## Task to carry out
Reproduce each record below exactly as written.

Records excerpted from a collection:
┌──
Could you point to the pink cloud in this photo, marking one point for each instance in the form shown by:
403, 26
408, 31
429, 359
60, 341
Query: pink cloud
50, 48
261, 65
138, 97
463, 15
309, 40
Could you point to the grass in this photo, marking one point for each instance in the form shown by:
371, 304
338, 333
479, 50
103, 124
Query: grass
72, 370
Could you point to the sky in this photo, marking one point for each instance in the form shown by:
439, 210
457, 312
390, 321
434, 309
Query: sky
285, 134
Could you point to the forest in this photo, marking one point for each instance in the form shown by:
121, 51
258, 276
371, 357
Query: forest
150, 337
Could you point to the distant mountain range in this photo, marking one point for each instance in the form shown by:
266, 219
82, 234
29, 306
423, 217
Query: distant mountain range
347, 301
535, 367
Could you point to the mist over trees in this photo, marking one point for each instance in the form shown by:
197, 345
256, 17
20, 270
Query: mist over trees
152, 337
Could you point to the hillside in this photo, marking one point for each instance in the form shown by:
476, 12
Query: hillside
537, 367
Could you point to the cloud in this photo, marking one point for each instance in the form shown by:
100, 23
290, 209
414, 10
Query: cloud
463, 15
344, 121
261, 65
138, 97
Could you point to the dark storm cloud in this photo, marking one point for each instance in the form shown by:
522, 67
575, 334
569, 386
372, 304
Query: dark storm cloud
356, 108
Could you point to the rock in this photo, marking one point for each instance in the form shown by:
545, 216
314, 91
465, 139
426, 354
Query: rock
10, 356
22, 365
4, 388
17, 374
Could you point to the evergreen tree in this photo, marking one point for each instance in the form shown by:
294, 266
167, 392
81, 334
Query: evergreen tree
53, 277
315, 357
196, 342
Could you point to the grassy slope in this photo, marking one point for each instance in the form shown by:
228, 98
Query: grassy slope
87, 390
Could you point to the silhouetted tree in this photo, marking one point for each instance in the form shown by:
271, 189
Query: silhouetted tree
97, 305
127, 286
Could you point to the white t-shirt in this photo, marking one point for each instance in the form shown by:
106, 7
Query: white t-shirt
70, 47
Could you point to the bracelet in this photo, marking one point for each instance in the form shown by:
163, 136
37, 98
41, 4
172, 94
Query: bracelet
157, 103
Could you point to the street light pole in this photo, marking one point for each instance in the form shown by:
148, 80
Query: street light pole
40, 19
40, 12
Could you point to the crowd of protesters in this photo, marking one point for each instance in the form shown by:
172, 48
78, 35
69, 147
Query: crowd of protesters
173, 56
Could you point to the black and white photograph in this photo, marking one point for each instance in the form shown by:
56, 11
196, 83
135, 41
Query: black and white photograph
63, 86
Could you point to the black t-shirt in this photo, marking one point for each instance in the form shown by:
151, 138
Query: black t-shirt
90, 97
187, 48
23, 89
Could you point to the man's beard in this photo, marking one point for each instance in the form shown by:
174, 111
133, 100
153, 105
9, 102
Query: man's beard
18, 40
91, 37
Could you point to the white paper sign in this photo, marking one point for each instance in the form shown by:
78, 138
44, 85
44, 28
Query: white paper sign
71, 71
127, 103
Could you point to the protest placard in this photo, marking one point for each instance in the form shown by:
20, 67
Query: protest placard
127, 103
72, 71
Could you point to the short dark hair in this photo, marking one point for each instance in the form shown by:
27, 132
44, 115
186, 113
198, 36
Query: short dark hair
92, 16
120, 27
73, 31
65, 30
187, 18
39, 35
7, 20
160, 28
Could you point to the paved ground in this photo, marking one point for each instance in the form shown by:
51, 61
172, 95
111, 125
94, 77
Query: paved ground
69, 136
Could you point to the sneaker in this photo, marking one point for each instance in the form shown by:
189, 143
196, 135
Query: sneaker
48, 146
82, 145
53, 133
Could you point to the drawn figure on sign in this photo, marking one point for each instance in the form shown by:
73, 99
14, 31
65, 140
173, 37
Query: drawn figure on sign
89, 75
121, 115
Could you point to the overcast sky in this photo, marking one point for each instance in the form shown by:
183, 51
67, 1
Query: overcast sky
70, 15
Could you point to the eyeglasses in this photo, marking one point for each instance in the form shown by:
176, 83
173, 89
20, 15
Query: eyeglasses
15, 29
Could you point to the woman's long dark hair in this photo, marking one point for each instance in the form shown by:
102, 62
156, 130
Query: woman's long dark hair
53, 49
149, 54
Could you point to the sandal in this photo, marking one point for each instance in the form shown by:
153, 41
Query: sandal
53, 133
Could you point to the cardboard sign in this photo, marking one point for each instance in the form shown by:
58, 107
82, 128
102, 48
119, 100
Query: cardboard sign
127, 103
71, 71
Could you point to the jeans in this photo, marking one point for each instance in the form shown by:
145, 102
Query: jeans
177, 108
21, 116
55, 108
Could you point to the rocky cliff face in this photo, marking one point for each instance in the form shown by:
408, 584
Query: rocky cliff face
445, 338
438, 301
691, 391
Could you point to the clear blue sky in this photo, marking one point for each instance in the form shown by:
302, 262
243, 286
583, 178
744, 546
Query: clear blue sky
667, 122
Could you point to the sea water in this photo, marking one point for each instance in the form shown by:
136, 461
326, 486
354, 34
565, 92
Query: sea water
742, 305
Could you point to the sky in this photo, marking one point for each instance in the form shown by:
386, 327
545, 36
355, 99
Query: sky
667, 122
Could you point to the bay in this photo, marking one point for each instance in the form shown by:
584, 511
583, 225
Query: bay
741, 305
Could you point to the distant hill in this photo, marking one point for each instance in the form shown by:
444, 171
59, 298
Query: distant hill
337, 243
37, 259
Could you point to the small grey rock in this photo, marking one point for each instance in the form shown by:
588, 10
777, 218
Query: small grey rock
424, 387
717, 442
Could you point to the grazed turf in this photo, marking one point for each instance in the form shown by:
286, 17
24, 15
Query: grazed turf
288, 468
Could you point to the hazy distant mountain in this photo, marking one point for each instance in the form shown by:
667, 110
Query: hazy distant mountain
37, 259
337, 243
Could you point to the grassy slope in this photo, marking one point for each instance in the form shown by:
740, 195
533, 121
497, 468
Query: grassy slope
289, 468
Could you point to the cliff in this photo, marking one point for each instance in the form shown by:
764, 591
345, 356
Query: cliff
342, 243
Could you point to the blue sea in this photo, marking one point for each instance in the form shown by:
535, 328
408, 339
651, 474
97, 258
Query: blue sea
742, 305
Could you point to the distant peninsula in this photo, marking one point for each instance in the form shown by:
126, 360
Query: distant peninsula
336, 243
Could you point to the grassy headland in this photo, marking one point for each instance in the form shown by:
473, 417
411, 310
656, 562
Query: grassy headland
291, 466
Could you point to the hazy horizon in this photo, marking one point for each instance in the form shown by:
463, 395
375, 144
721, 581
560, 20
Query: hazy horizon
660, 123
└──
## Problem solution
Could you point to the pink cloud in this photo, marking one point for each instance in the form shown by:
403, 26
408, 31
429, 359
60, 341
Query: pink cloud
50, 48
261, 65
138, 97
463, 15
309, 40
Could you point to the grass in this photo, marking one point for each instance in the form shown by:
371, 304
338, 333
479, 50
103, 124
Query: grass
72, 370
Could you point to the sky in this photo, marking one point for each instance in the form shown by:
439, 210
457, 312
390, 321
434, 309
Query: sky
285, 134
Could you point to the forest in this photo, marking one point for each instance in the form shown by:
121, 51
258, 276
371, 357
Query: forest
150, 337
Could you point to the distant mountain range in this photo, marking one point for each instance in the form shown by:
266, 219
82, 234
29, 306
423, 217
Query: distant mountain range
347, 301
535, 367
Could you point to the mist over trees in this photo, marking one point for each instance in the form shown by:
197, 345
256, 17
20, 270
Query: mist over trees
152, 337
Could you point to the hillside in this photo, marking one point for each instance in the form shown by:
476, 12
Query: hillside
537, 367
Could you point to the cloud in this photo, marking one point for each instance in the form shown by:
100, 23
290, 209
414, 10
Query: cloud
463, 15
344, 121
261, 65
138, 97
Could you point to the dark storm cloud in this photo, marking one point for each instance in the form shown by:
522, 67
575, 334
569, 386
372, 304
Query: dark storm cloud
356, 108
Could you point to the rock in this photo, marking one point for each instance in the form shown by:
545, 216
314, 91
465, 139
426, 354
Query: rock
10, 356
22, 365
4, 388
17, 374
Could you point to the evergreen tree in this photo, marking one point for each instance in the form shown by:
294, 266
167, 392
81, 334
Query: evergreen tree
53, 277
315, 357
196, 342
Could you point to the grassy slope in this photo, marking one point for each instance in the form shown by:
228, 98
Query: grassy slope
87, 390
Could you point to the silhouetted tree in this photo, marking one point for each instance in the form shown by:
271, 189
Query: silhouetted tree
97, 305
127, 286
Could you point to the white t-shirt in this photo, marking one point for each instance in the form shown by:
106, 7
Query: white t-shirt
70, 47
Could you point to the bracelet in this photo, marking one point for each instance in the form shown by:
163, 136
37, 98
41, 4
172, 94
Query: bracelet
157, 103
Could you point to the street light pole in this photo, marking one point for each instance in the form shown by:
148, 80
Query: street light pole
40, 19
40, 12
Could you point to the crowd of protesters in this photo, marking one point for each instance in the form shown by:
172, 48
78, 35
69, 147
Query: crowd of protesters
173, 56
Could you point to the black and white photograph in this photo, marking one point for each instance in the form shown by:
56, 11
196, 83
135, 41
Query: black and white photograph
63, 86
Could you point to the black t-shirt in this photo, marking one point for each instance in the form shown by:
151, 138
Query: black t-shirt
90, 97
187, 48
23, 89
Could you point to the man's beard in this photo, marking one point for each instance in the form shown by:
174, 111
133, 100
153, 105
9, 102
Query: man's beard
18, 40
91, 37
Could you point to the white paper sign in this photo, marking one point for each instance in the form shown by:
78, 138
44, 85
44, 28
Query: white paper sign
71, 71
127, 103
Could you point to the protest placard in this photo, marking one point for each instance in the form shown by:
20, 67
Query: protest placard
127, 103
72, 71
Could you point to the short dark hair in this photo, marking one point for each instance in the form shown by:
27, 132
44, 115
186, 113
198, 36
Query: short dark hair
92, 16
120, 27
73, 31
65, 30
187, 18
39, 35
7, 20
160, 28
Could you point to the paved ground in this photo, marking one point for each instance in the form shown by:
51, 61
172, 95
111, 125
94, 77
Query: paved ground
69, 136
Could you point to the sneaker in this photo, marking one point for each instance in the form shown by:
189, 143
196, 135
Query: sneaker
48, 146
82, 145
53, 133
Could you point to the drawn figure on sign in this photo, marking one point for each instance in the form shown by:
73, 99
14, 31
65, 140
173, 37
Query: drawn figure on sign
89, 75
121, 115
Could you point to the overcast sky in this photo, marking one point for each instance in the form shown by:
183, 51
67, 1
Query: overcast sky
70, 15
Could you point to the eyeglasses in this photo, marking one point for each instance in the form shown by:
176, 83
173, 89
20, 15
Query: eyeglasses
15, 29
Could you point to the woman's long dark hair in this photo, marking one point for each instance in the form shown by:
102, 62
156, 130
Query: woman's long dark hair
53, 49
149, 54
Could you point to the sandal in this photo, marking one point for each instance in the form shown by:
153, 41
Query: sandal
53, 133
Could you point to the cardboard sign in this photo, marking one point for each instance in the form shown by:
58, 107
82, 128
102, 48
119, 100
Query: cardboard sign
127, 103
71, 71
Could you point to the jeans in this photo, marking one point for each instance in the form shown by:
145, 102
Query: jeans
177, 108
21, 116
55, 108
Could you point to the rocky cliff face in this photo, marking one point for each instance in the form shown by:
408, 584
Query: rocky cliff face
445, 338
438, 301
691, 391
Could you point to the clear blue sky in this photo, marking one point for each instance in the form shown by:
302, 262
243, 286
583, 178
744, 546
Query: clear blue sky
667, 122
Could you point to the sea water in this photo, marking one point for each instance in the form shown by:
136, 461
326, 486
354, 34
565, 92
Query: sea water
742, 305
Could you point to the sky in this photo, marking one point for each instance in the form shown by:
386, 327
545, 36
355, 99
Query: sky
667, 122
Could you point to the bay in this photo, marking one point for each instance in the form shown by:
584, 511
583, 225
Query: bay
741, 305
Could you point to the distant hill in this photo, marking one point for each instance in the form shown by:
444, 171
59, 298
Query: distant hill
337, 243
37, 259
Could you point to the small grey rock in this photo, marking one point for each instance in the form shown by:
588, 10
777, 218
Query: small grey rock
424, 387
717, 442
Could you point to the grazed turf in this photo, marking one point for each instance in the form shown by:
286, 17
24, 15
Query: grazed turf
288, 468
Could you point to the hazy distant mountain in this photo, marking one point for each instance in the form shown by:
667, 110
Query: hazy distant mountain
37, 259
337, 243
Could you point to the grassy slope in this photo, marking one point for each instance in the form shown by:
740, 195
533, 121
497, 468
Query: grassy slope
289, 468
Could you point to the cliff in this photo, marking one point for each instance in the form shown by:
764, 591
345, 356
Query: cliff
342, 243
Could you point to the blue sea in this photo, marking one point for each instance in the form shown by:
535, 328
408, 339
651, 474
97, 258
Query: blue sea
742, 305
Could you point to the distant peninsula in this photo, marking one point for each instance in the form shown by:
126, 360
Query: distant peninsula
336, 243
Could you point to the grassy headland in this photo, marking one point for each instance in the form shown by:
473, 417
411, 310
656, 562
Query: grassy headland
291, 466
Could you point to the hazy horizon in this photo, marking one point for each instance in the form shown by:
463, 395
375, 144
721, 581
560, 20
Query: hazy horizon
660, 123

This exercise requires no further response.